(GOAL) Pull out every line of the records that contains the word "wooden", paying attention to case.

(Object outline annotations)
◆ ◆ ◆

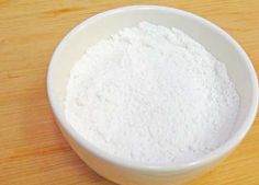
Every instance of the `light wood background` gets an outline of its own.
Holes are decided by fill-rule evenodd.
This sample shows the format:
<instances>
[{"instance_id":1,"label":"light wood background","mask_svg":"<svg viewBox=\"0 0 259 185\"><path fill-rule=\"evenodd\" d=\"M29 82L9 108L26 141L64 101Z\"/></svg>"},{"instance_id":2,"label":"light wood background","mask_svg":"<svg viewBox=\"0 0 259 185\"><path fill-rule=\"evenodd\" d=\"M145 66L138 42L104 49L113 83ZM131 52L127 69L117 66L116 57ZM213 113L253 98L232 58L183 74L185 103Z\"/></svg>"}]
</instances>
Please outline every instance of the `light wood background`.
<instances>
[{"instance_id":1,"label":"light wood background","mask_svg":"<svg viewBox=\"0 0 259 185\"><path fill-rule=\"evenodd\" d=\"M63 36L82 20L122 5L162 4L226 30L259 72L259 0L0 0L0 184L113 185L71 150L46 97L46 69ZM259 117L238 149L189 185L259 185Z\"/></svg>"}]
</instances>

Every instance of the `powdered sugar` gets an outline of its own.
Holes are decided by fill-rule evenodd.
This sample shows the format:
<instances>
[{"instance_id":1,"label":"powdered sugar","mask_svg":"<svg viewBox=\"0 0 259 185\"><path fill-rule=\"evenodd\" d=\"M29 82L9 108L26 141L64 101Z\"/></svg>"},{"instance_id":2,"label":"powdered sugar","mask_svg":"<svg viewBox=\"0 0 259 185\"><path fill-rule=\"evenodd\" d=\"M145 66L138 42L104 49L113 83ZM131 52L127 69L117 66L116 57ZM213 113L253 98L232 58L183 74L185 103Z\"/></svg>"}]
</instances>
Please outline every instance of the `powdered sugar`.
<instances>
[{"instance_id":1,"label":"powdered sugar","mask_svg":"<svg viewBox=\"0 0 259 185\"><path fill-rule=\"evenodd\" d=\"M181 31L147 22L88 48L65 101L67 120L89 142L155 165L218 148L238 106L224 63Z\"/></svg>"}]
</instances>

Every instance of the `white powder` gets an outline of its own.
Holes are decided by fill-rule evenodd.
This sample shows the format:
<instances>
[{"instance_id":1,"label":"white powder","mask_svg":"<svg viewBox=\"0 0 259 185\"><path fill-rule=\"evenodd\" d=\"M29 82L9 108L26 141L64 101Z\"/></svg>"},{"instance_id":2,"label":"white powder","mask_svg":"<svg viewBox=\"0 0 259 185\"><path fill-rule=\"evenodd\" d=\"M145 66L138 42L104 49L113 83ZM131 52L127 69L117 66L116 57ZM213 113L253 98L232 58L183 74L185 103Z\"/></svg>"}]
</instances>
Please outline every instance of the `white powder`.
<instances>
[{"instance_id":1,"label":"white powder","mask_svg":"<svg viewBox=\"0 0 259 185\"><path fill-rule=\"evenodd\" d=\"M239 97L224 63L177 28L142 22L90 47L71 70L67 120L110 154L194 161L229 137Z\"/></svg>"}]
</instances>

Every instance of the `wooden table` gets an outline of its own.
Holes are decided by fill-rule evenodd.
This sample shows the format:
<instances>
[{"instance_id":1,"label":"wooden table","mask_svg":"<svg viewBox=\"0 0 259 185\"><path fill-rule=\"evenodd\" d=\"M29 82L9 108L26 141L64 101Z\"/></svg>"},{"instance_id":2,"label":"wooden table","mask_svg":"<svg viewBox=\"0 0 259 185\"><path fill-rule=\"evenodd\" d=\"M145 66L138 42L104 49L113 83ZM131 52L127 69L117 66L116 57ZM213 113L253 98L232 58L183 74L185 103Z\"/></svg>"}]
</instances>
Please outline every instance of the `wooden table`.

◆ ◆ ◆

(SOLUTION TO THE PROBLEM)
Every instance of the `wooden table` gets an outline of its own.
[{"instance_id":1,"label":"wooden table","mask_svg":"<svg viewBox=\"0 0 259 185\"><path fill-rule=\"evenodd\" d=\"M29 82L9 108L26 141L64 101Z\"/></svg>"},{"instance_id":2,"label":"wooden table","mask_svg":"<svg viewBox=\"0 0 259 185\"><path fill-rule=\"evenodd\" d=\"M145 66L138 42L104 49L113 83ZM131 52L127 69L117 66L116 57ZM213 113L253 98L232 58L183 74L185 103Z\"/></svg>"}]
Please outline every instance of the `wooden table`.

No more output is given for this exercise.